- Stated exercise 1: Please repeat everything in the seed-setting discussion from "I don't think" down to "random number generators?", without changing a word.

The alibi_detect.utils.random has been made public as it might be quite useful for use in example notebooks, experiments etc.

Note: If we decided we didn't want the new utilities public, we could hide it within tests instead, however we would not be able to set set_seeds as an entry_point for pytest, meaning pytest wouldn't use our custom seed setter internally (our custom one also sets the TF and torch random seeds, whereas the pytest reseed function only sets Python and Numpy seeds).

What does this PR not address

Going forward we might want to avoid setting seeds altogether, by using generators such as tf.random.Generator and np.random.Generator. This would likely involve passing a seed kwarg to detectors (similar to the scikit-learn random_state). This PR doesn't help with this, and is instead a stop-gap to be used in the interim.

Related issues

Related to #250.

setup.cfg

jklaise · 2022-05-03T12:58:39Z

alibi_detect/utils/random.py

+    import torch
+
+
+def set_seed(seed):


seed: int
Is None valid/desirable here (e.g. you can do np.random.seed(None) do seed with an unknown state).

Yes I wanted that, but annoyingly torch.random.manual_seed doesn't support None. I guess we could take None, and then generate a random seed ourselves using system time etc, but I didn't want to complicate matters too much for now, especially since random, np.random and tf.random all randomly generate seeds in different ways if None is passed.

On second thoughts, in the event of None, we could call np.random.seed(None) first, and then get that seed to use to set the others?

I don't think it's worth complicating at this point, the utility of a "random random seed" is also not clear in a function specifically for setting a known seed.

jklaise · 2022-05-03T12:59:06Z

alibi_detect/utils/random.py

+    """
+    os.environ['PYTHONHASHSEED'] = str(seed)
+    random.seed(seed)
+    np.random.seed(seed)


Not sure if relevant, but what was the deal with using new-style numpy random number generators?

AFAIK, this shouldn't affect the numpy generators, in that they don't appear to be affected by the np.random.seed() at all. A very crude example:

from alibi_detect.utils.random import set_seed, get_seed rng = np.random.default_rng() set_seed(0) a = rng.random() set_seed(0) b = rng.random() assert a == b # False rng = np.random.default_rng(0) a = rng.random() rng = np.random.default_rng(0) b = rng.random() assert a == b # True

I've changed utils.random to private for now, since going forward we might want to more deeply consider how we can move from the legacy numpy RNG to generators (assume this would involve passing a seed kwarg to detectors, a la scikit-learn).

alibi_detect/utils/random.py

jklaise · 2022-05-03T13:19:26Z

alibi_detect/utils/random.py

+    try:
+        yield
+    finally:
+        set_seed(orig_seed)

- Input:

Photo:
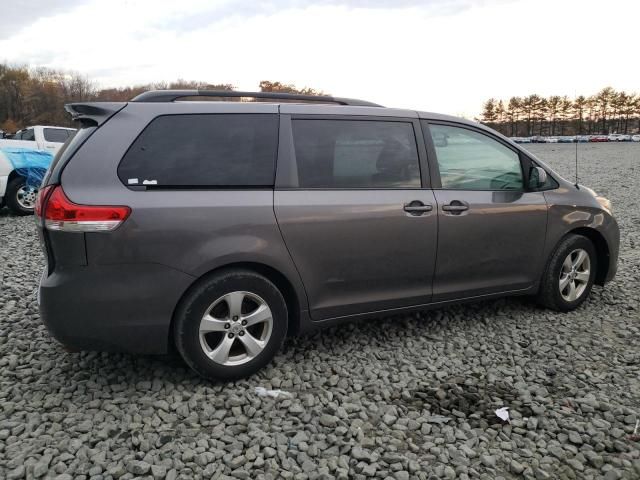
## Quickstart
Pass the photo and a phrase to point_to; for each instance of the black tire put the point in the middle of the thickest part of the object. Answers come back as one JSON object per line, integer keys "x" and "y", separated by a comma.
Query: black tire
{"x": 198, "y": 301}
{"x": 11, "y": 197}
{"x": 550, "y": 294}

- Stated exercise 2: Write the lines of every entry as a JSON list of strings, one string per line, skipping blank lines and leaving out the pictures.

- Task solution 1:
I don't think it's worth complicating at this point, the utility of a "random random seed" is also not clear in a function specifically for setting a known seed.

jklaise · 2022-05-03T12:59:06Z

alibi_detect/utils/random.py

+    """
+    os.environ['PYTHONHASHSEED'] = str(seed)
+    random.seed(seed)
+    np.random.seed(seed)


Not sure if relevant, but what was the deal with using new-style numpy random number generators?

- Task solution 2:
[
  "Photo:",
  "## Quickstart",
  "Pass the photo and a phrase to point_to; for each instance of the black tire put the point in the middle of the thickest part of the object. Answers come back as one JSON object per line, integer keys \"x\" and \"y\", separated by a comma.",
  "Query: black tire",
  "{\"x\": 198, \"y\": 301}",
  "{\"x\": 11, \"y\": 197}",
  "{\"x\": 550, \"y\": 294}"
]